Records for this task.
--------------------

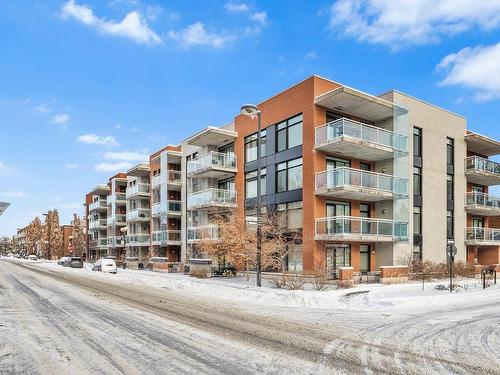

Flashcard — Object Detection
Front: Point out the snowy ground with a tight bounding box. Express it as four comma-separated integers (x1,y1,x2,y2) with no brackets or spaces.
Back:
0,259,500,375
17,260,500,312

--------------------

Aim of the exercise. Please gather every line in the entries above that contains the string "Front", matching case exactly.

Task result.
Front: Point out the snowy ground with a tight bounding box. Express it as four comma-separated integers (x1,y1,x2,y2) with no brackets or spaces.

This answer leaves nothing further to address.